■ Task to complete
Every entry must appear in the answer exactly as it does here.

■ Records provided
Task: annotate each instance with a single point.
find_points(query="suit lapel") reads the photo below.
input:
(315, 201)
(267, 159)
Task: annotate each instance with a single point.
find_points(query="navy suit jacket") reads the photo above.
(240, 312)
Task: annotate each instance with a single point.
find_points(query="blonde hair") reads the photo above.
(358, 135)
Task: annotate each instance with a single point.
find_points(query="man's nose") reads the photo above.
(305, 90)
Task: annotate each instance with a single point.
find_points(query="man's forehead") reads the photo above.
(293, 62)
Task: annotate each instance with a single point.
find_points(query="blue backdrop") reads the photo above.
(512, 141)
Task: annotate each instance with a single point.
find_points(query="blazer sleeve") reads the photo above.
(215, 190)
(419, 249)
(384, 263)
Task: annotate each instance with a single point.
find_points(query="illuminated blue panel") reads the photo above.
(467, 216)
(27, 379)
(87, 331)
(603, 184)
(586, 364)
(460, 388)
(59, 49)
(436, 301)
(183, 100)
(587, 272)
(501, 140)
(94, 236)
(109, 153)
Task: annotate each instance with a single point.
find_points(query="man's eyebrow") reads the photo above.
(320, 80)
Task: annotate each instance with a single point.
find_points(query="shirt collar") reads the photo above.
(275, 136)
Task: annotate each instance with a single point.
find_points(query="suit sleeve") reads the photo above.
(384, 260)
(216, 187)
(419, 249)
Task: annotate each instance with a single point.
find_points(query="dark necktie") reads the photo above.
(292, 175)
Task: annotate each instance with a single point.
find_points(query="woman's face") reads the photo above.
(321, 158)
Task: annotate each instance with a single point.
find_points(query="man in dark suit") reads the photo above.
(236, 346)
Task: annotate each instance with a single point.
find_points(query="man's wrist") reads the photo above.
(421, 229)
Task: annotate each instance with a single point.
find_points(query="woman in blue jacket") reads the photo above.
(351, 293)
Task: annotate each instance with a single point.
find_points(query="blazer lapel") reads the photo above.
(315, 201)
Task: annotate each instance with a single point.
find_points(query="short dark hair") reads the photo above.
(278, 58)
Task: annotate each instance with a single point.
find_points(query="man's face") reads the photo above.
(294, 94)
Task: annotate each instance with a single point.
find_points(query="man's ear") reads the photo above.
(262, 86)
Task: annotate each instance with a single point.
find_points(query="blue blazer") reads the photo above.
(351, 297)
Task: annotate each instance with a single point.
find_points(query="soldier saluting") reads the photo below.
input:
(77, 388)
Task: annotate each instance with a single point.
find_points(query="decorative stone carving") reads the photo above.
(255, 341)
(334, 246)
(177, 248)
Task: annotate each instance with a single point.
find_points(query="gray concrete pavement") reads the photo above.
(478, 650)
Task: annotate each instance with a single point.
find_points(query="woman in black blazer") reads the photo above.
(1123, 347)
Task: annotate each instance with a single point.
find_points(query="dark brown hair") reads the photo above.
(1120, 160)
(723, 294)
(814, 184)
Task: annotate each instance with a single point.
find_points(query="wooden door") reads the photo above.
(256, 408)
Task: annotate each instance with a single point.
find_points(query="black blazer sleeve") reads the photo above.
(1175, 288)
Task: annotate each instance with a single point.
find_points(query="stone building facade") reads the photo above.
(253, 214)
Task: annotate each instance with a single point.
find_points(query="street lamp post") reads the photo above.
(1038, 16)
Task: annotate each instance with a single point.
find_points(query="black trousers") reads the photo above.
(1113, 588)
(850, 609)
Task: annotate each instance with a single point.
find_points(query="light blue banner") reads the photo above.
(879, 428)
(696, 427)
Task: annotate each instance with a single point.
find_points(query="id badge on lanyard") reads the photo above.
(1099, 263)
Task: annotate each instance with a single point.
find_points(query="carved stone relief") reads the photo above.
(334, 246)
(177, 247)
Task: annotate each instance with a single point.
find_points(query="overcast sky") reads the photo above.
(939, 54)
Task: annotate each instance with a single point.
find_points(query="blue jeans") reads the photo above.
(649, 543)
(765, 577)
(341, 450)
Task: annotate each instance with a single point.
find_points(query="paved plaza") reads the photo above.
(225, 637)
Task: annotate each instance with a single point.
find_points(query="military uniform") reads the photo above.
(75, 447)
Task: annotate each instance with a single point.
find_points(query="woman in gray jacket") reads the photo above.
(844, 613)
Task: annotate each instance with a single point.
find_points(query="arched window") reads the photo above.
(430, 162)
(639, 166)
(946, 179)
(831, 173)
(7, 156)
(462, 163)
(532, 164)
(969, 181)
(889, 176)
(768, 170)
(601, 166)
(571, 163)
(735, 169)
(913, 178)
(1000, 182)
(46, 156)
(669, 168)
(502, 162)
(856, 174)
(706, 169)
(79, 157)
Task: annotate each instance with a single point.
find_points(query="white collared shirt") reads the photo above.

■ Result of the task
Task: annotate each instance with a single point.
find_points(query="suit lapel") reads the photo below.
input:
(315, 201)
(267, 159)
Task: annotate each instance with a single point.
find_points(query="navy suit jacket") reads the photo above.
(240, 312)
Task: annotate each instance with a single point.
find_points(query="blonde hair") reads the photo above.
(358, 135)
Task: annotate each instance with a single point.
find_points(query="man's nose") reads the photo above.
(305, 90)
Task: annotate each instance with a single point.
find_points(query="man's forehead") reads the photo above.
(293, 62)
Task: annotate each instance with a single point.
find_points(query="blue backdrop") reads the photo above.
(512, 141)
Task: annotate each instance with a single point.
find_points(query="blazer sleeve") reads the photo above.
(215, 190)
(419, 249)
(384, 263)
Task: annotate each instance with a single point.
find_points(query="illuminated blue panel") reads the photo above.
(467, 216)
(27, 379)
(87, 331)
(603, 184)
(586, 364)
(460, 388)
(59, 49)
(436, 301)
(183, 100)
(587, 272)
(501, 140)
(94, 236)
(109, 153)
Task: annotate each instance with a single point.
find_points(query="man's eyebrow") reads the photo above.
(320, 80)
Task: annotate each instance with a single point.
find_points(query="shirt collar") reads the photo above.
(275, 136)
Task: annotate each instance with a single point.
find_points(query="suit sleeve") reads the photo above.
(384, 260)
(216, 187)
(419, 249)
Task: annotate each instance with a single point.
find_points(query="dark necktie") reads the photo above.
(292, 175)
Task: annotate each instance with a single point.
find_points(query="woman's face") reads the photo above.
(321, 158)
Task: annotate each instance with a single point.
find_points(query="man in dark suit") reads the photo above.
(236, 346)
Task: annotate each instance with a single point.
find_points(query="man's wrist") reads the photo above.
(421, 229)
Task: annotate each instance with a single point.
find_points(query="woman in blue jacket") reads the photo above.
(351, 293)
Task: annotate each instance with a single point.
find_points(query="blazer lapel") reads the photo above.
(315, 201)
Task: annotate each instance with a single point.
find_points(query="short dark hair") reads the photo above.
(278, 58)
Task: annotate each instance with a single point.
find_points(query="man's face") reads the photo above.
(294, 94)
Task: annotate each instance with a single point.
find_points(query="man's ear") reads the photo above.
(262, 86)
Task: annotate each instance with a single point.
find_points(query="blue blazer") reads the photo above.
(351, 297)
Task: annotate each instance with a single point.
find_points(query="soldier saluting") reads the photo below.
input:
(77, 388)
Task: annotate each instance with a single point.
find_points(query="decorative stone carving") reads the photo above.
(255, 341)
(334, 246)
(177, 248)
Task: annotate each instance with a single point.
find_points(query="gray concrete pavement") reads the photo above.
(478, 650)
Task: annotate each instance with a single point.
find_points(query="woman in black blazer") reads the photo above.
(1123, 347)
Task: annotate each instance with a single point.
find_points(query="dark brown hair") reads the photo above.
(1120, 160)
(723, 294)
(814, 184)
Task: annotate each instance with a single point.
find_points(query="wooden door") reads the photo above.
(256, 408)
Task: annotate each instance with a single point.
find_points(query="black blazer sleeve") reads the photo above.
(1175, 288)
Task: annotate each instance with a single point.
find_points(query="stone building facade") reads the photo above.
(253, 214)
Task: annotate each instance with a single point.
find_points(query="street lamp post") reads the photo above.
(1038, 16)
Task: annotate each instance with a single point.
find_points(query="black trousers") reads the photo above.
(1113, 588)
(850, 609)
Task: annotate each instance with a single point.
find_points(query="light blue banner") reads the photo above.
(879, 428)
(696, 427)
Task: annotate each instance with a single point.
find_points(query="id badge on lanyard") reads the photo above.
(1099, 263)
Task: annotate each instance with a single point.
find_points(query="carved stone relief") reads the photo above.
(334, 246)
(177, 247)
Task: annotate each instance with a single point.
find_points(query="overcast sky") reads the photo above.
(939, 54)
Task: annotate each instance with a single point.
find_points(query="blue jeans") reads the photo above.
(649, 543)
(765, 577)
(341, 450)
Task: annotate each instance with a single point.
find_points(query="paved plaza") reads the photo above.
(225, 637)
Task: annotate each instance with a single point.
find_points(query="military uniform") reads the photo above.
(75, 447)
Task: annotate each instance with a single point.
find_points(query="woman in gray jacket") reads the photo above.
(844, 613)
Task: annotate each instance with a single point.
find_points(query="arched window") reads the photo above.
(430, 162)
(639, 166)
(946, 179)
(831, 173)
(7, 156)
(462, 163)
(532, 164)
(969, 181)
(889, 176)
(768, 170)
(601, 166)
(571, 163)
(735, 169)
(913, 178)
(1000, 182)
(46, 156)
(669, 168)
(502, 162)
(856, 174)
(706, 169)
(79, 157)
Task: annotate each instance with a single point.
find_points(query="white collared shirt") reads the photo above.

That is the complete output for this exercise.